### Problem requirements:
Copy the records below word for word, all of them, but leave out the pictures.

### Supplied material:
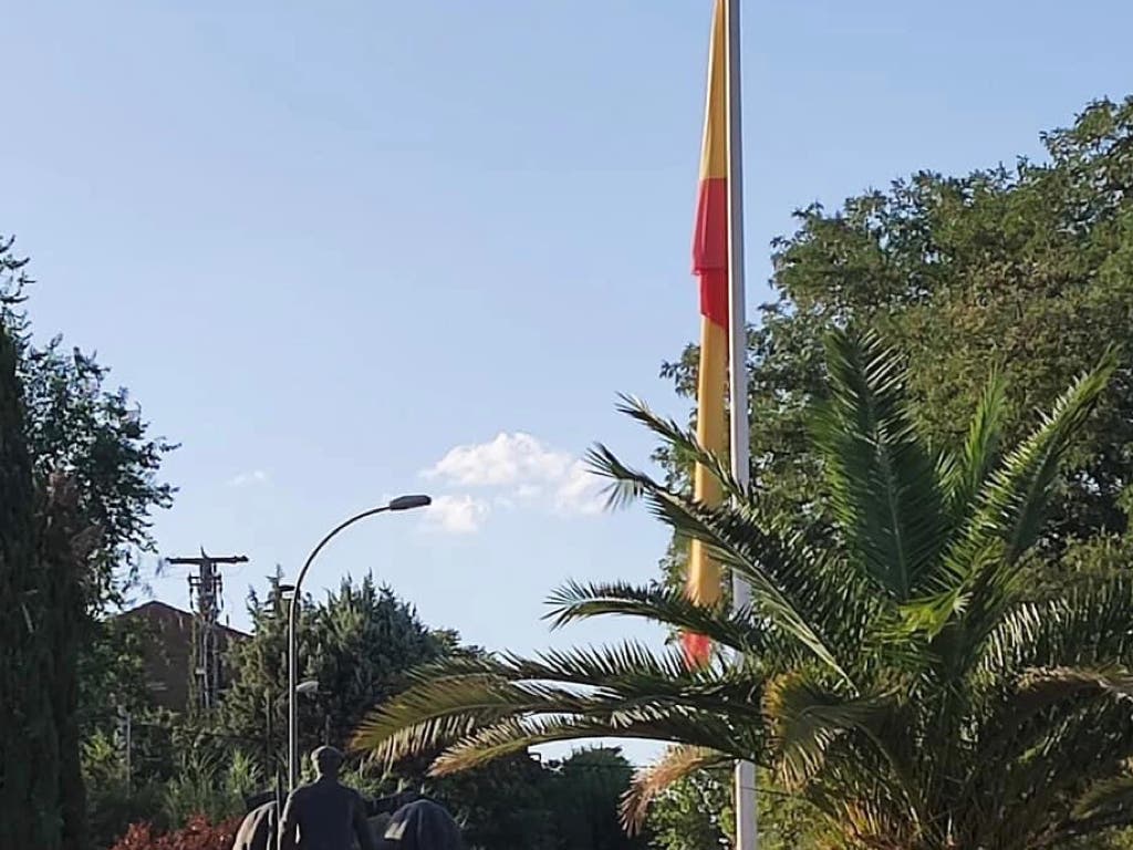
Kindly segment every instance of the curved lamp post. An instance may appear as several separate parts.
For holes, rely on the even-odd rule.
[[[327,534],[323,539],[318,542],[310,554],[307,555],[306,563],[303,564],[303,569],[299,570],[299,578],[295,581],[295,590],[291,594],[291,603],[288,607],[288,619],[287,619],[287,683],[288,683],[288,736],[287,736],[287,770],[288,770],[288,790],[293,791],[296,783],[299,781],[299,706],[296,699],[296,692],[298,690],[298,649],[296,647],[296,627],[298,626],[299,619],[299,604],[303,594],[303,579],[307,575],[307,570],[310,569],[310,564],[314,563],[315,558],[318,553],[323,551],[323,547],[330,543],[339,532],[343,532],[355,522],[373,517],[377,513],[385,513],[386,511],[408,511],[414,508],[425,508],[433,503],[433,500],[427,495],[403,495],[398,496],[389,504],[383,504],[380,508],[370,508],[361,513],[356,513],[350,517],[350,519],[344,522],[339,524],[330,534]],[[307,682],[304,682],[307,685]]]

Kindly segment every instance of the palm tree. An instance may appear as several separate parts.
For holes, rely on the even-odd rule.
[[[355,745],[387,758],[443,748],[433,770],[449,773],[550,741],[667,741],[631,817],[680,776],[753,759],[852,848],[1046,848],[1131,823],[1133,580],[1038,601],[1023,581],[1059,464],[1115,368],[1105,356],[1010,450],[993,377],[963,444],[944,450],[915,433],[900,358],[876,335],[838,333],[812,416],[826,481],[812,517],[776,516],[758,482],[740,486],[693,436],[628,401],[732,502],[698,503],[598,447],[612,501],[644,500],[704,541],[751,604],[571,584],[551,618],[645,618],[722,652],[695,670],[632,643],[446,661]]]

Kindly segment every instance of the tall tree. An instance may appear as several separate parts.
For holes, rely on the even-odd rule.
[[[17,356],[9,306],[0,303],[0,598],[8,609],[0,618],[0,847],[56,850],[62,811],[51,702],[51,587],[36,552]]]
[[[7,715],[19,722],[0,723],[0,746],[12,756],[2,759],[3,793],[15,794],[6,797],[0,819],[7,819],[7,804],[19,798],[22,783],[39,783],[29,794],[39,802],[25,800],[12,815],[19,823],[34,814],[40,825],[40,840],[27,845],[51,848],[62,841],[80,848],[86,831],[79,740],[94,729],[92,721],[110,712],[94,705],[80,711],[79,694],[85,690],[97,702],[112,698],[104,688],[84,689],[80,675],[104,679],[110,675],[105,662],[121,657],[100,652],[97,621],[137,579],[130,551],[153,547],[150,513],[171,501],[172,490],[157,473],[172,447],[146,436],[128,393],[105,389],[107,371],[94,358],[78,350],[63,354],[59,338],[46,346],[33,342],[23,312],[31,282],[26,260],[15,256],[10,239],[0,238],[7,431],[0,475],[11,484],[3,501],[16,526],[23,521],[23,488],[31,487],[34,496],[31,542],[12,530],[6,556],[6,569],[24,559],[5,598],[20,613],[11,628],[23,623],[26,634],[10,636],[15,643],[6,640],[5,651],[15,664],[9,670],[24,681],[18,690],[26,692],[8,695],[23,704]],[[19,554],[28,545],[31,552]]]
[[[642,777],[631,816],[672,780],[747,758],[846,848],[1034,850],[1128,824],[1133,583],[1094,577],[1037,602],[1021,581],[1115,367],[1102,358],[1017,442],[1005,442],[991,377],[965,437],[939,447],[917,430],[900,358],[874,335],[834,334],[808,422],[834,534],[632,406],[731,503],[696,502],[602,448],[596,467],[616,495],[704,541],[751,585],[751,606],[569,586],[556,619],[645,618],[736,660],[689,670],[675,651],[629,644],[442,662],[355,742],[386,757],[448,743],[434,762],[444,773],[556,740],[667,740],[679,746]]]
[[[233,644],[230,687],[221,707],[224,729],[238,739],[273,748],[287,740],[287,610],[279,576],[266,598],[249,595],[249,640]],[[327,740],[342,747],[366,711],[384,702],[407,671],[441,657],[442,638],[416,611],[367,575],[344,578],[325,600],[303,600],[298,630],[299,678],[318,682],[318,692],[300,696],[299,740],[309,751]],[[270,774],[271,765],[264,764]]]
[[[1004,435],[1015,440],[1105,345],[1133,349],[1133,97],[1092,103],[1042,141],[1040,162],[922,171],[834,211],[796,212],[798,230],[775,243],[777,298],[749,335],[751,456],[768,498],[823,508],[803,425],[825,381],[824,334],[847,322],[884,326],[908,352],[918,426],[934,444],[962,435],[991,366],[1007,388]],[[663,373],[690,396],[696,349]],[[668,459],[683,476],[685,459]],[[1127,368],[1068,462],[1045,543],[1122,534],[1133,482]]]

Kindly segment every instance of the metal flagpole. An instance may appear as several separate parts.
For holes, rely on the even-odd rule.
[[[732,475],[743,486],[750,477],[750,443],[748,422],[748,325],[743,298],[743,130],[740,85],[740,0],[726,0],[727,31],[727,313],[729,329],[729,408],[731,409],[730,442]],[[741,609],[751,600],[751,588],[742,577],[732,576],[732,605]],[[756,766],[751,762],[735,765],[735,847],[757,850],[759,847],[756,813]]]

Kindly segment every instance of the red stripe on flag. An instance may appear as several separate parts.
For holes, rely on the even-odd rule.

### Answer to this exercise:
Kindly segment every instance of the curved lamp post. An instance may appear as several separate parts.
For holes, rely on the even-odd rule.
[[[327,534],[323,539],[318,542],[310,554],[307,555],[306,563],[303,564],[303,569],[299,570],[299,578],[295,581],[295,590],[291,594],[291,603],[288,607],[288,619],[287,619],[287,683],[288,683],[288,736],[287,736],[287,770],[288,770],[288,790],[293,791],[296,783],[299,781],[299,706],[296,699],[296,692],[298,690],[298,649],[296,647],[296,627],[298,626],[299,619],[299,604],[303,594],[303,579],[307,575],[307,570],[310,569],[310,564],[314,563],[315,558],[318,553],[323,551],[323,547],[330,543],[339,532],[343,532],[355,522],[373,517],[377,513],[385,513],[386,511],[408,511],[414,508],[425,508],[433,503],[433,500],[427,495],[403,495],[398,496],[389,504],[383,504],[380,508],[370,508],[361,513],[356,513],[350,517],[350,519],[344,522],[339,524],[330,534]],[[307,682],[304,682],[307,685]]]

Kindly segment every instance of the palm tree. An instance may appear as several separate parts.
For holes, rely on the even-odd rule.
[[[355,745],[387,758],[443,748],[433,770],[449,773],[550,741],[667,741],[631,817],[680,776],[753,759],[852,848],[1046,848],[1131,823],[1133,580],[1038,601],[1023,581],[1059,464],[1115,368],[1105,356],[1010,450],[993,377],[963,444],[944,450],[915,433],[900,358],[876,335],[838,333],[812,416],[826,481],[812,517],[776,516],[758,482],[740,486],[693,436],[628,401],[732,502],[698,503],[598,447],[612,501],[644,500],[704,541],[751,604],[571,584],[551,618],[645,618],[722,652],[695,670],[632,643],[446,661]]]

Kindly segment every instance of the tall tree. An instance may appear as several separate parts.
For holes, rely on the even-odd rule.
[[[17,356],[9,306],[0,303],[0,598],[8,609],[0,618],[0,847],[56,850],[62,811],[51,702],[51,587],[36,552]]]
[[[7,715],[19,722],[0,723],[0,746],[12,756],[2,759],[3,793],[15,794],[6,797],[0,819],[7,819],[7,804],[19,798],[22,783],[39,783],[29,794],[39,802],[25,800],[12,815],[19,823],[34,814],[40,825],[40,840],[27,845],[51,848],[62,841],[80,848],[86,831],[79,740],[94,729],[92,721],[110,712],[94,705],[80,711],[79,694],[85,690],[97,702],[112,698],[104,688],[84,689],[80,675],[104,679],[110,675],[105,662],[121,657],[100,652],[97,621],[137,579],[130,551],[153,547],[150,513],[171,501],[172,490],[157,473],[172,447],[146,436],[128,393],[105,389],[107,371],[94,358],[78,350],[63,354],[59,338],[46,346],[33,342],[23,312],[31,282],[26,260],[15,256],[10,239],[0,238],[7,431],[0,475],[11,484],[3,501],[16,526],[23,521],[23,488],[31,487],[34,496],[31,542],[12,530],[6,556],[6,569],[24,559],[5,598],[20,613],[11,628],[23,623],[26,634],[10,636],[15,643],[6,640],[5,651],[15,664],[9,670],[24,681],[18,690],[26,692],[8,695],[23,704]],[[19,554],[28,545],[31,552]]]
[[[642,777],[631,816],[672,780],[747,758],[846,848],[1034,850],[1128,824],[1133,583],[1094,577],[1037,602],[1021,581],[1115,367],[1102,358],[1017,442],[1005,442],[991,377],[965,437],[939,447],[917,430],[900,358],[874,335],[834,334],[808,422],[834,534],[632,406],[731,503],[696,502],[602,448],[596,467],[616,495],[704,541],[751,585],[751,606],[569,586],[556,619],[645,618],[736,660],[689,670],[675,651],[629,644],[442,662],[355,742],[386,757],[448,743],[434,762],[444,773],[556,740],[667,740],[679,746]]]
[[[233,644],[230,687],[221,707],[224,729],[238,739],[273,748],[287,740],[287,610],[279,576],[266,598],[249,595],[249,640]],[[327,740],[342,747],[366,711],[384,702],[407,671],[441,657],[442,638],[416,611],[367,575],[344,578],[325,600],[303,600],[298,630],[299,678],[318,682],[318,692],[300,696],[299,740],[309,751]],[[270,774],[271,765],[264,764]]]
[[[1004,435],[1015,440],[1105,345],[1133,349],[1133,97],[1092,103],[1042,141],[1040,162],[922,171],[834,211],[796,212],[798,230],[775,243],[777,298],[749,335],[751,456],[768,498],[823,508],[803,425],[825,381],[824,334],[847,322],[884,326],[908,352],[918,426],[934,444],[962,435],[991,366],[1007,388]],[[663,373],[690,396],[696,349]],[[668,459],[683,476],[685,459]],[[1127,368],[1068,462],[1045,543],[1122,534],[1133,482]]]

Kindly segment every instance of the metal flagpole. An instance may appear as several separate parts.
For holes, rely on the even-odd rule.
[[[732,475],[743,486],[750,477],[750,443],[748,422],[748,325],[743,298],[743,130],[740,85],[740,0],[726,0],[727,31],[727,313],[729,329],[729,408],[731,409],[730,442]],[[741,609],[751,600],[751,588],[742,577],[732,576],[732,605]],[[756,766],[751,762],[735,765],[735,847],[757,850],[759,847],[756,813]]]

Kindly segment every instance of the red stripe on flag. An instance may appear as several separate parts.
For holes, rely on the even-odd rule.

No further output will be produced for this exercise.